SELECTED EXTRACT ->
<<<<

Back to all posts
Saket's Blog

RAG Explained Properly: How AI Systems Use Your Data

2026-02-11
13 min read
AIRAGLLMEmbeddingsVector Databases

RAG Explained Properly: How AI Systems Use Your Data

One of the fastest ways to build a disappointing AI product is to assume the base model already knows everything that matters. It does not know your company docs, your pricing rules, your product edge cases, your internal policies, or the latest version of anything that changed after training. Yet this is exactly where many real-world AI applications need to operate.

That gap is why RAG became such a big deal.

Unfortunately, it is also why RAG gets explained badly. You will often hear some version of: "Just put your docs in a vector database and the model will answer from them." That description is not technically wrong, but it leaves out the part that matters most: RAG is only useful when retrieval is done well, and retrieval done well is a system design problem.

So let's explain it properly.

>>>>

Extend the blog post on RAG, picking up right after its final sentence.

ENTRIES PROVIDED ->
<<<<

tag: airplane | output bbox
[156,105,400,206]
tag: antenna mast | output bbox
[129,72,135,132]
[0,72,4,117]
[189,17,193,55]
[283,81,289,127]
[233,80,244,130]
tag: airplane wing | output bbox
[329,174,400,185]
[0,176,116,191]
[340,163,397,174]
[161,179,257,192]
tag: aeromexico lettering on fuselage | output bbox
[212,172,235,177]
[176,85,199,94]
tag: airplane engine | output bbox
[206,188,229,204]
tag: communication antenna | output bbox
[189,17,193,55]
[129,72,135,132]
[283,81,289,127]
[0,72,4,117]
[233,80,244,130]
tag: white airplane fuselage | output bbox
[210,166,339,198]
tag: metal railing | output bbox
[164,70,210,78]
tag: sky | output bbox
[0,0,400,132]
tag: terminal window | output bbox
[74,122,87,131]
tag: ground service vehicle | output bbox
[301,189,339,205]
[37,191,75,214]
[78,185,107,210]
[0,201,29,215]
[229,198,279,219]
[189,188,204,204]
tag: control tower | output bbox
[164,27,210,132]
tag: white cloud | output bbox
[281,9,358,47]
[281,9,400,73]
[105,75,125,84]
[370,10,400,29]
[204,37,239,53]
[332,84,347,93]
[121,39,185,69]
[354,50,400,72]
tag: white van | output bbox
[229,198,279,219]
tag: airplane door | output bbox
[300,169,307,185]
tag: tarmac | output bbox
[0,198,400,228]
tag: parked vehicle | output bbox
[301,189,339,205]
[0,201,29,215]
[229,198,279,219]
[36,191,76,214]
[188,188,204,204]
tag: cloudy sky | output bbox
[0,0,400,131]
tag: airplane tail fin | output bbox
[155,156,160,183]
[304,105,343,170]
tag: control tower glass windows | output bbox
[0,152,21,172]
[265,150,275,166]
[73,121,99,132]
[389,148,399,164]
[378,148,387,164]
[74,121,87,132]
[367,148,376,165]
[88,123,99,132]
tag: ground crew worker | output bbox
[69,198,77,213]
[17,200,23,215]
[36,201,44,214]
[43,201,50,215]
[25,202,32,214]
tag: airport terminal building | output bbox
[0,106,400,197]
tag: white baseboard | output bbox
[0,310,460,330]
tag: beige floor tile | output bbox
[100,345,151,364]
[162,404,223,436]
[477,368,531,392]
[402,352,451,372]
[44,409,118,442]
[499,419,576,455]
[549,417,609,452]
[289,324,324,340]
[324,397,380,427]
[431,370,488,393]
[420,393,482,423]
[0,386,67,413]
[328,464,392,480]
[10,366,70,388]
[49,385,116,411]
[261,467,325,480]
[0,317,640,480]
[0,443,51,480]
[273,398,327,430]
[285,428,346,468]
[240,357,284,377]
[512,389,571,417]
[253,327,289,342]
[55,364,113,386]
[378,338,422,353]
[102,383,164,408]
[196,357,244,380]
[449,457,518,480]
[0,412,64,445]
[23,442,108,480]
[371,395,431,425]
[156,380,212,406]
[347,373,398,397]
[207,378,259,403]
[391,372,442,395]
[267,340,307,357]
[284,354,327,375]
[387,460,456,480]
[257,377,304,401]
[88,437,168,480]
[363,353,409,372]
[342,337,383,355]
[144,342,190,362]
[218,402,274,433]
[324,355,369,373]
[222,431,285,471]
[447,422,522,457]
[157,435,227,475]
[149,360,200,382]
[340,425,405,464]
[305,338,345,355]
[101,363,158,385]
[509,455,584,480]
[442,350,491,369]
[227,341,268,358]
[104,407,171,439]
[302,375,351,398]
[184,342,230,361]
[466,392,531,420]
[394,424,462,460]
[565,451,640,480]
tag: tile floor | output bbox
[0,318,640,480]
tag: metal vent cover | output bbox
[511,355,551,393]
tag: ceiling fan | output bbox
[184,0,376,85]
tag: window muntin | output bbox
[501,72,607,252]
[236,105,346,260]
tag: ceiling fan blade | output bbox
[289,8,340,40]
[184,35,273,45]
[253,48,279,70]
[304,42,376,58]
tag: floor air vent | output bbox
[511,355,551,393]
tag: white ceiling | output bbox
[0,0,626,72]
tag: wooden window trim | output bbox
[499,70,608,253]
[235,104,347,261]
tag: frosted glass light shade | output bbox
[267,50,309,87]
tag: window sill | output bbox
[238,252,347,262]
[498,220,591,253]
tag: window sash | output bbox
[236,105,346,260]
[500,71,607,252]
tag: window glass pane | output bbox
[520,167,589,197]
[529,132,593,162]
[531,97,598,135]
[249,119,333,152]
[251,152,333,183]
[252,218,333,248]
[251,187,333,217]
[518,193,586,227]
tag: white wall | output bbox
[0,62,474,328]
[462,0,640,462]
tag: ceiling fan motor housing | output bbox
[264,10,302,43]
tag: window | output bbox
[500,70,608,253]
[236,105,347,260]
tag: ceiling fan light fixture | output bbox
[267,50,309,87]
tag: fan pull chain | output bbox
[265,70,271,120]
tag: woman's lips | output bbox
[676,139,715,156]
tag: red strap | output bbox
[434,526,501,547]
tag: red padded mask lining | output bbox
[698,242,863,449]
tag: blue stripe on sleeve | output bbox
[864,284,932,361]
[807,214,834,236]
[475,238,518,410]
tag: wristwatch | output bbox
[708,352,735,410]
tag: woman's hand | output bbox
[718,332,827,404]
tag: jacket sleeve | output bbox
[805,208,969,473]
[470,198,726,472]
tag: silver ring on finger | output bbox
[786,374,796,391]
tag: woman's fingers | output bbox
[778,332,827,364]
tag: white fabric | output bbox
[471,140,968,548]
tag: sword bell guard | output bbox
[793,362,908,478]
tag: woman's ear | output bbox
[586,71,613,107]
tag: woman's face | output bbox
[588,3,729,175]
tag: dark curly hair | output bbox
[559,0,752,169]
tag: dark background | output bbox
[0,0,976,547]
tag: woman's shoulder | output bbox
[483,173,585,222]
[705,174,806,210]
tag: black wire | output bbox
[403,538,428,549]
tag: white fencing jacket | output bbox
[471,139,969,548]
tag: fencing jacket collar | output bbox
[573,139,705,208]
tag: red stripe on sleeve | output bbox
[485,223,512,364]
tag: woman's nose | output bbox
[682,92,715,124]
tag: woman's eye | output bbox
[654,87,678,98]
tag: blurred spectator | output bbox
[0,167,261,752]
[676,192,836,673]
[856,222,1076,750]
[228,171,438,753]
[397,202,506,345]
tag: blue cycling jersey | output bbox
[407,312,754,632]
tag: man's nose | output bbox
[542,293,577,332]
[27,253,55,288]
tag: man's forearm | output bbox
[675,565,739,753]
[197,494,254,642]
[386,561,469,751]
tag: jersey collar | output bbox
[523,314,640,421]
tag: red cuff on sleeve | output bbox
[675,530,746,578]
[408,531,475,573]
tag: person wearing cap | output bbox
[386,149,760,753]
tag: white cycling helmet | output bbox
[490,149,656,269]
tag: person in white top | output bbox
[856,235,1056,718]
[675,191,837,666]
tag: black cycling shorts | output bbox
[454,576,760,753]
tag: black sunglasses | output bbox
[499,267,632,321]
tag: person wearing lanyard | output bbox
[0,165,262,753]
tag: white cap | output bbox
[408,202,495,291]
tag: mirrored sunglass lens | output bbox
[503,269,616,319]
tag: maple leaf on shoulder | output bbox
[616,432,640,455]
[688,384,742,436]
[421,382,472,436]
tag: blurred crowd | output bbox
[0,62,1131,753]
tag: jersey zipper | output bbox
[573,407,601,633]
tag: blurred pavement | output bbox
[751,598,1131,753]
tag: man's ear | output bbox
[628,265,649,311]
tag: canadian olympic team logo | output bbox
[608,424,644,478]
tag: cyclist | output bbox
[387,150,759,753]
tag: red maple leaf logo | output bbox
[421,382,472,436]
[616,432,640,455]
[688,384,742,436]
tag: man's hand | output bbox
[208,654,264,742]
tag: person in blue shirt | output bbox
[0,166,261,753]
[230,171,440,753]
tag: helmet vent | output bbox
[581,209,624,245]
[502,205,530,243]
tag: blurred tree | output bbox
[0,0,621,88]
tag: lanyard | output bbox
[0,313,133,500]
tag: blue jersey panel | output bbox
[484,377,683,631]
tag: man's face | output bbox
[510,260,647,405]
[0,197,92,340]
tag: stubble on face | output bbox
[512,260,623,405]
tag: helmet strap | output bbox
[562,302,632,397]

>>>>

RESULT BELOW ->
Why the Base Model Is Not Enough

A base LLM has broad knowledge from training data. That is useful for general language and common concepts, but it breaks down in practical scenarios:

  • Your support docs changed last week
  • Your legal policy is private
  • Your product catalog is not public
  • Your internal architecture is unique
  • Your user wants an answer grounded in your actual source material

You could try to paste all of that into a prompt, but that quickly runs into problems:

  • too much text
  • poor relevance
  • high cost
  • slow responses
  • inconsistent grounding

RAG exists because the model needs the right context at the right time, not all possible context all at once.

What RAG Actually Means

RAG stands for Retrieval-Augmented Generation.

The name sounds heavier than the idea.

It simply means:

  1. Retrieve relevant information from an external knowledge source
  2. Add that information to the prompt
  3. Let the model generate an answer using both the user query and the retrieved context

That is the core pattern.

The model is still generating the final answer, but the answer is now grounded in retrieved information rather than relying only on what the model happened to absorb during training.

A Good Mental Model

Here is the simplest mental model I know:

The model is the writer. The retrieval system is the librarian.

The writer is good at language. The librarian is good at finding the right material. If the librarian brings back irrelevant pages, outdated notes, or nothing useful at all, the writer cannot save the situation consistently. If the librarian returns the right context, the writer suddenly looks much smarter.

That is why people often over-credit the model and under-credit retrieval quality.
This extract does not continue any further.